* [Passage for review]
- Opening Delimiter -

The early years open on mystery. CD's father's tragic alcoholism and insanity, his mother's strangely intimate longtime boarder half her age, and CD's own struggles as a poor medical graduate vividly evoke people's quirks and lapses behind the stern facade of later Victorian England and Scotland. While London, so well portrayed in the Holmes stories, surprisingly had been little lived in by CD, Miller's book conjures up the milieu effectively. He also does so in the wider world CD explored.

CD had an adventerous life even prior to his authorial success: whaling in the Arctic, sailing to Africa, golf at the pyramids, camel rides in Egypt gain in his letters as much verve and wit as the birth of his first child or the loss of his vacation home. Miller quotes from the correspondence to set off the anodyne autobiography, the mundane diary, and the assumptions of earlier biographers who lacked the letters as a crucial resource. From the letters, CD emerges as a hearty figure who in person was much more bluff and outgoing than readers of Holmes expected. Jingoistic, stubborn, and productive, CD after a rough start as an author found success with Sherlock, quit his practice, and wrote an amazing amount of work the rest of his life, albeit of diminishing quality.

Miller points out how shoddy and inconsistent even CD at his best could be in his fiction; basing Holmes on his extraordinarily perceptive Edinburgh professor Charles Bell, it's a conundrum many of his readers share with Miller: how a logical character like Sherlock could make so many mistakes, and how his author could fall from the celebration of rationality in his most famous creation into the credulity most supposed prevented CD from seeing through the faker of fairies on film and apparitions at seances.

Miller explains about CD's Holmesian contradictions: "In truth, he never bothered to keep track of what he had written, first, because he didn't see Holmes as an immortal, iconic character, and secondly, because although he earned large sums of money, he cared little for the work that did little, he believed, to enhance his literary status." (147)

- Closing Delimiter -

* [Given information]
- Opening Delimiter -

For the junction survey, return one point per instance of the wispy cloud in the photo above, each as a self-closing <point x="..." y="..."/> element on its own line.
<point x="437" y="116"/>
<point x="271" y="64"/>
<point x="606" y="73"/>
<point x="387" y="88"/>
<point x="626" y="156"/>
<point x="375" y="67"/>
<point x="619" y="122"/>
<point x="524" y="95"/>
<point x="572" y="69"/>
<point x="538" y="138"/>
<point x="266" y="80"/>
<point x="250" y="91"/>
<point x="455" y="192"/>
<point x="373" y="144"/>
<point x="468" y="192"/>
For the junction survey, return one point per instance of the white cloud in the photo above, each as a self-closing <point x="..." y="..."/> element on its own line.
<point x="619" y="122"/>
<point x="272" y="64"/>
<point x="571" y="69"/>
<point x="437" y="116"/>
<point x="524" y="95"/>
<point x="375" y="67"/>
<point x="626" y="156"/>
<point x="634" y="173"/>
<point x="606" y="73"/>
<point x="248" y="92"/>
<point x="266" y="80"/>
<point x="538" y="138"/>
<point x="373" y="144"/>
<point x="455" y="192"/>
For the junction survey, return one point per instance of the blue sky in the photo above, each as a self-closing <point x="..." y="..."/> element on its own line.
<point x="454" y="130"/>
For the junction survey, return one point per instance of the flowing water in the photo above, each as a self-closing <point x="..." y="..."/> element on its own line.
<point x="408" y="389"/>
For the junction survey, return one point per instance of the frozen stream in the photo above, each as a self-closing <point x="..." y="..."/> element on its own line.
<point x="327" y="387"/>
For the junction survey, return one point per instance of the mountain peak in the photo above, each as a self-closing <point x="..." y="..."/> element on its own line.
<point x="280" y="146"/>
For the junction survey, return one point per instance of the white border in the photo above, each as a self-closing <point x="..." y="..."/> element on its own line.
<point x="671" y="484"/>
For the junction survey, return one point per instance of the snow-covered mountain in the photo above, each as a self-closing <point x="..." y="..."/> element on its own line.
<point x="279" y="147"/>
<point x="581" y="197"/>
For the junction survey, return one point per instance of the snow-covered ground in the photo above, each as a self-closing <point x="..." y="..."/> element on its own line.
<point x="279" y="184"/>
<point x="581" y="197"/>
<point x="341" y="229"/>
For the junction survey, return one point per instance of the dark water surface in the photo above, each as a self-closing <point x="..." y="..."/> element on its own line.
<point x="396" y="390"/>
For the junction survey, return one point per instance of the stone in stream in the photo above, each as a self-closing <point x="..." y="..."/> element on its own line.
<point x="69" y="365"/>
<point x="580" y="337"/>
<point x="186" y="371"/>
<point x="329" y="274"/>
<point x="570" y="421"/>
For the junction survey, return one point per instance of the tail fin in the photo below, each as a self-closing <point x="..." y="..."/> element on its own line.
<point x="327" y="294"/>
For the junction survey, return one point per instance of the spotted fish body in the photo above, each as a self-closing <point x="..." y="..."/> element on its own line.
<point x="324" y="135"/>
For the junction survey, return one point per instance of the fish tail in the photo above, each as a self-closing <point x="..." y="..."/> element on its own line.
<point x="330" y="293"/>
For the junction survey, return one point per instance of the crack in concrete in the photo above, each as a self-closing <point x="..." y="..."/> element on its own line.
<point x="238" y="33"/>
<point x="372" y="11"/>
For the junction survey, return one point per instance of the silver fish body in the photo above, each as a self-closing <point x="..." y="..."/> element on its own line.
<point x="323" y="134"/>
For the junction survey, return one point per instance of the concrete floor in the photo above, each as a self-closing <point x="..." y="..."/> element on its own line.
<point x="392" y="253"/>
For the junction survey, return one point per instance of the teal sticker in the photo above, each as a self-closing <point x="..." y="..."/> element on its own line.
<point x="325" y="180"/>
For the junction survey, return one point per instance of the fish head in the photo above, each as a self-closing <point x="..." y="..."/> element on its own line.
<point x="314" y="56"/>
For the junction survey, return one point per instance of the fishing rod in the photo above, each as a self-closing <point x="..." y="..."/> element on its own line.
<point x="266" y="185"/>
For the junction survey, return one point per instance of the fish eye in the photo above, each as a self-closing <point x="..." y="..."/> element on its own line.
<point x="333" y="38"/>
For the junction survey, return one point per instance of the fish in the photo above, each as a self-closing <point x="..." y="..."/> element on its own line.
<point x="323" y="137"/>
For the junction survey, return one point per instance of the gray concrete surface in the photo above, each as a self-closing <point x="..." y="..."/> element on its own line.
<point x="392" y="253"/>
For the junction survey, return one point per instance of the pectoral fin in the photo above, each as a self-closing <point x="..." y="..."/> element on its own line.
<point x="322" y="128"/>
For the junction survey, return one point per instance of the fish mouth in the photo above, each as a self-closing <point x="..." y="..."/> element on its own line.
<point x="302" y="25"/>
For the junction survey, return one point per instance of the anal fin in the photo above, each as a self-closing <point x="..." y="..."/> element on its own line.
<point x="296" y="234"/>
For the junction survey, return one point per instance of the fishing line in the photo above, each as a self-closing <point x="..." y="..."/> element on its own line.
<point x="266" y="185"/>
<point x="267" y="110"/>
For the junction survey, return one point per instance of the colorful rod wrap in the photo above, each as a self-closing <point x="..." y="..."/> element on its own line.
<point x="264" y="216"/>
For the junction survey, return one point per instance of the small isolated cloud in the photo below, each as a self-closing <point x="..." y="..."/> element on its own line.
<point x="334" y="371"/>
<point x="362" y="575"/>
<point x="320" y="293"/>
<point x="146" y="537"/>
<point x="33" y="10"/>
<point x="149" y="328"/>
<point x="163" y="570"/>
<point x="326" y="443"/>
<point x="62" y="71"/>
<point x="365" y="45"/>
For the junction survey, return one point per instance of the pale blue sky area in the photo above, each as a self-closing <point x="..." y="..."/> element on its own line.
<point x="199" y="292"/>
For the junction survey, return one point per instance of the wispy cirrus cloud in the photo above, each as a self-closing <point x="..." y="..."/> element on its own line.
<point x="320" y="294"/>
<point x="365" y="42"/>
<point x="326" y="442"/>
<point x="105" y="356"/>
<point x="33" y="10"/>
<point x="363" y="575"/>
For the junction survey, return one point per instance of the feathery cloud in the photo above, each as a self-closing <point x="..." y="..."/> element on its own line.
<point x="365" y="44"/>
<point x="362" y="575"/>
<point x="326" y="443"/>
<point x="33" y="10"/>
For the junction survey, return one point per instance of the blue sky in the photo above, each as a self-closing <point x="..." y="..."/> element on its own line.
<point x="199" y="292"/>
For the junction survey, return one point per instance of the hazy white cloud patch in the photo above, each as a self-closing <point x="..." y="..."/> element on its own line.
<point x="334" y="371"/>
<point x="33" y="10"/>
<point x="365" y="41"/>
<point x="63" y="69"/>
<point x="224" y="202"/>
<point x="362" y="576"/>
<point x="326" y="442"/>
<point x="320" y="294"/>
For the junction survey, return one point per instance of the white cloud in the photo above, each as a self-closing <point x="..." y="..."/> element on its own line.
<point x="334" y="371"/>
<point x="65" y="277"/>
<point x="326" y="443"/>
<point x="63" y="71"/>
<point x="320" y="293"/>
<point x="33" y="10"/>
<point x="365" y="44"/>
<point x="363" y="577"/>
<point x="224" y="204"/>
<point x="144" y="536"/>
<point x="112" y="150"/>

- Closing Delimiter -

* [What to do] Supply a continuation of the review of Miller's book on CD, beginning after its final sentence. The items above are independent material and form no part of the review of Miller's book on CD.

* [Response below]
Clearly, CD quickly tired of Holmes. In 1928, he told a newsreel crew how Holmes was a "monstrous growth from a comparatively small mustard seed." (465) Instead, his frustrated creator longed to gain recognition for his well-researched but more plodding historical novels, hefty war histories, and voluminous spiritualist propaganda. Sherlockian issues are dealt with almost in a perfunctory way by Miller; you will learn very little about the actual stories, and few of these are even summarized. However, given the immense scholarship already committed to Holmesiana, this biography redresses the balance in favor of CD as a prolific globetrotting traveller, war correspondent, military doctor, and indefatigable lecturer first on the Cottingley Fairies and then on spiritualism.

CD's unlikely friendships with the charlatan Charles Budd, Oscar Wilde, and then Harry Houdini, who sought to unmask the spirits CD venerated, also gain substantial coverage. His two marriages and the rather modern way he remained vowed to his first wife as she lingered with fatal tuberculosis while he set up an arrangement with his second wife long before his first wife's demise shows in a balanced way CD's very human predicament. Earlier, his refusal to gain a much-needed sinecure if he had capitulated to the Catholicism he rejected as a student shows CD's own iconoclasm and his staunch values that he rarely wavered from. (One error: thrice Miller labels the Jesuits who taught CD at Stonyhurst as "monks.") Miller in these situations mines the letters to great effect, correcting distorted views based only on the diaries or biographies rather than the much more revealing correspondence.

While CD's warlust blinded him in South Africa and WWI France to the suffering of the enemy, CD did do his best to minister to the British soldiers he treated. He was of his time, as Miller reminds us fairly, a defender of the Empire and a staunch patriot. He "chose not to see" what he did not want to as he travelled in trenches and hospitals, jungles and barracks, into seances and across colonies.

Miller eschews editorializing or sensationalism. He treats CD even-handedly: after making "up his mind he was unstoppable, impervious to argument, blind to contradictory evidence, untroubled by self-doubt." (371) His "artless credulity" confused many, but "sceptics failed to understand" a crucial self-fulfilling prophecy in CD's willingness, especially after the death of his son after WWI, to believe in spiritual communiques from the ectoplasmic realm. He could not be shaken "because he was constantly encouraged by numerous messages from the other world praising his commitment." (377)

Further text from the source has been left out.